_WRITTEN REQUEST_.
Which lines in the entries below contain the word "office"? Show each of those lines in full.

** BEGIN **

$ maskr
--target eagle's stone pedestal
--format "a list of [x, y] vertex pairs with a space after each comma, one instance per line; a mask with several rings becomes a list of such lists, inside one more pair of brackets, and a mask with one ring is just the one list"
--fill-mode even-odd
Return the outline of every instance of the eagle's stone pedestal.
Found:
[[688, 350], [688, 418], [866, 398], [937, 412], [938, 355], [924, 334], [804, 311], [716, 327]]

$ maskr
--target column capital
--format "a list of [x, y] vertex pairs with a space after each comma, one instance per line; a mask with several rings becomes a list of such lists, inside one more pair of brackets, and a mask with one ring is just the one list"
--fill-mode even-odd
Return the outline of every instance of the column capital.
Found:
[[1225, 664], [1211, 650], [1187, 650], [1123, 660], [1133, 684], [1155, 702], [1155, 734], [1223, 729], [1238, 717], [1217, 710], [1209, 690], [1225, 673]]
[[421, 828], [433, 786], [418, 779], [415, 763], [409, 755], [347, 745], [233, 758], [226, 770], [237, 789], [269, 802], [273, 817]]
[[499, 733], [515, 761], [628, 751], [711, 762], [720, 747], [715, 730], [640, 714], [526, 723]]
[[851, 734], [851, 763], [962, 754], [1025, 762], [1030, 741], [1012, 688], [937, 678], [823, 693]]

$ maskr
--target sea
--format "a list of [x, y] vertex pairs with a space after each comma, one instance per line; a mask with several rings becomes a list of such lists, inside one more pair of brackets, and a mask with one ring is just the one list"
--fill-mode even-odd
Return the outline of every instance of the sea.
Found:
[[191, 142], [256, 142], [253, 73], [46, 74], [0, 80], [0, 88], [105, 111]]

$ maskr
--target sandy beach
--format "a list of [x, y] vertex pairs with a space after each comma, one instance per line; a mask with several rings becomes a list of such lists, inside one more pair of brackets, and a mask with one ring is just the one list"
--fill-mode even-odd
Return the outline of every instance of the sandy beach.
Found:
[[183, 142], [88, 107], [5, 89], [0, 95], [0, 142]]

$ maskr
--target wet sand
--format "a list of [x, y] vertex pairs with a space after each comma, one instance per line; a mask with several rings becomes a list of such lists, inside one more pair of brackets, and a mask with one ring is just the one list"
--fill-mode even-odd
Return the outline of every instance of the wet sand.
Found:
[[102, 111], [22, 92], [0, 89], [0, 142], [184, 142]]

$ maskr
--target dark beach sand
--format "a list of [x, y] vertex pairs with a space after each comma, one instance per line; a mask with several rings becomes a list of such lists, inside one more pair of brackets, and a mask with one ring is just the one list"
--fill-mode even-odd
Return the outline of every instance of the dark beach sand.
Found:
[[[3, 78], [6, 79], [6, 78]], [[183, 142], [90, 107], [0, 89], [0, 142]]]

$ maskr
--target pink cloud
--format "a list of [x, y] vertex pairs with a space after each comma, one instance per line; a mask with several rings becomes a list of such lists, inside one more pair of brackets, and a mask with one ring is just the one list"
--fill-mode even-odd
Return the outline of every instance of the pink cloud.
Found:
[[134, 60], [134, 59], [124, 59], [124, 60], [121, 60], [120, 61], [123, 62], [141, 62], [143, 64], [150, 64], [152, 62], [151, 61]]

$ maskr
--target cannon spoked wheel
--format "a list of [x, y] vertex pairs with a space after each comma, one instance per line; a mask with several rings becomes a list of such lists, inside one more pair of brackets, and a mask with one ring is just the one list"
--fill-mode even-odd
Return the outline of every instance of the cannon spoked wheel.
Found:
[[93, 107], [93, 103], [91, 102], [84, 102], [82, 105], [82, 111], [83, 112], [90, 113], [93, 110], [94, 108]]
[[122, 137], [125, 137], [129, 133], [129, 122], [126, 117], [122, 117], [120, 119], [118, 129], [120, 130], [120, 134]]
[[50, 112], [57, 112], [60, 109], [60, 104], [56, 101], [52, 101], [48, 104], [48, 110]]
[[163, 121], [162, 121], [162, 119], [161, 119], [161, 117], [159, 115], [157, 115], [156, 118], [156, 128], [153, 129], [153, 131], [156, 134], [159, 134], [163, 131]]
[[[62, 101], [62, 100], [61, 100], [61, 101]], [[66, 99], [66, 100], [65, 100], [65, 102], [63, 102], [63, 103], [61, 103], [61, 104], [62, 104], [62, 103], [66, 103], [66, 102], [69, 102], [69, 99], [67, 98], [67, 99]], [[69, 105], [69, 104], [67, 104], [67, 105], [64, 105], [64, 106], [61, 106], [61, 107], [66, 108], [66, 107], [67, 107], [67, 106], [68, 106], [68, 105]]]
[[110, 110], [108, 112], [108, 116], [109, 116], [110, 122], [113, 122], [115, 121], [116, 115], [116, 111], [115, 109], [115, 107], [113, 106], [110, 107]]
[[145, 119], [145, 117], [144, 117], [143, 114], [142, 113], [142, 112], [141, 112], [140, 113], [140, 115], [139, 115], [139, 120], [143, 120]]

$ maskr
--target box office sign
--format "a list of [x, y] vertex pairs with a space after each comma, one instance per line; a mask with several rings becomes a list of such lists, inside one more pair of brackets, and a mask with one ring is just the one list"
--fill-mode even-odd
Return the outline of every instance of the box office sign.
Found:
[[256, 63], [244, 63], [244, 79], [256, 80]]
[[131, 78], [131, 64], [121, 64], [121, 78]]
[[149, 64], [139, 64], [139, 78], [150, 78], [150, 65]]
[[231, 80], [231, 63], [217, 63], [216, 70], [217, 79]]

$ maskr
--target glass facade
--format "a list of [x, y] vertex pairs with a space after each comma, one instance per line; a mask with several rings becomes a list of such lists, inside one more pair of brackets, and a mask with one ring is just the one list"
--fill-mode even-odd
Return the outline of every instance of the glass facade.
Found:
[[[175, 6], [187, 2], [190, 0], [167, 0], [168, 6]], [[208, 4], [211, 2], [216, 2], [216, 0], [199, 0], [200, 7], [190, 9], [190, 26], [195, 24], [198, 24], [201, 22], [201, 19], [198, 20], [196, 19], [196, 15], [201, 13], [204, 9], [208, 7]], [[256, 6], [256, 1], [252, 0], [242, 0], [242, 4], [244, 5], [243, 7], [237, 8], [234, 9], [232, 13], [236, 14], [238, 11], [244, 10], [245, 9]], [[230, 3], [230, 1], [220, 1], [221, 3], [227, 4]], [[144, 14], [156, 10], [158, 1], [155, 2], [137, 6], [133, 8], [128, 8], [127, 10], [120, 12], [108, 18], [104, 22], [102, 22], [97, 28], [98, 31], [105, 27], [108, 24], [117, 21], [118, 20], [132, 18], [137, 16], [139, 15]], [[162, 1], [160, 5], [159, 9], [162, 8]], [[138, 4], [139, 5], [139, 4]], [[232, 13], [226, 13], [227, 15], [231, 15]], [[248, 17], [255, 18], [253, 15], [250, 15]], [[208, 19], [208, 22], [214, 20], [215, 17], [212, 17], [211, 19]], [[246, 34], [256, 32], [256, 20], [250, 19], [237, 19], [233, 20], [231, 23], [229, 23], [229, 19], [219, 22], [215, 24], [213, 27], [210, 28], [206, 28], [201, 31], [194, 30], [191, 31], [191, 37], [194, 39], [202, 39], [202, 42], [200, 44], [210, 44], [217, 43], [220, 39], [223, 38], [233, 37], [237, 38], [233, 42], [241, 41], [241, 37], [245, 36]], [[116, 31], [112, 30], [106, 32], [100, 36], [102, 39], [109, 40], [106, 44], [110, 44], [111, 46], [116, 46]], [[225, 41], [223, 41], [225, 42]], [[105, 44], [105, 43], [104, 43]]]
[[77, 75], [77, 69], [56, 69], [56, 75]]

** END **

_RESPONSE_.
--target box office sign
Return the outline of every instance of the box office sign.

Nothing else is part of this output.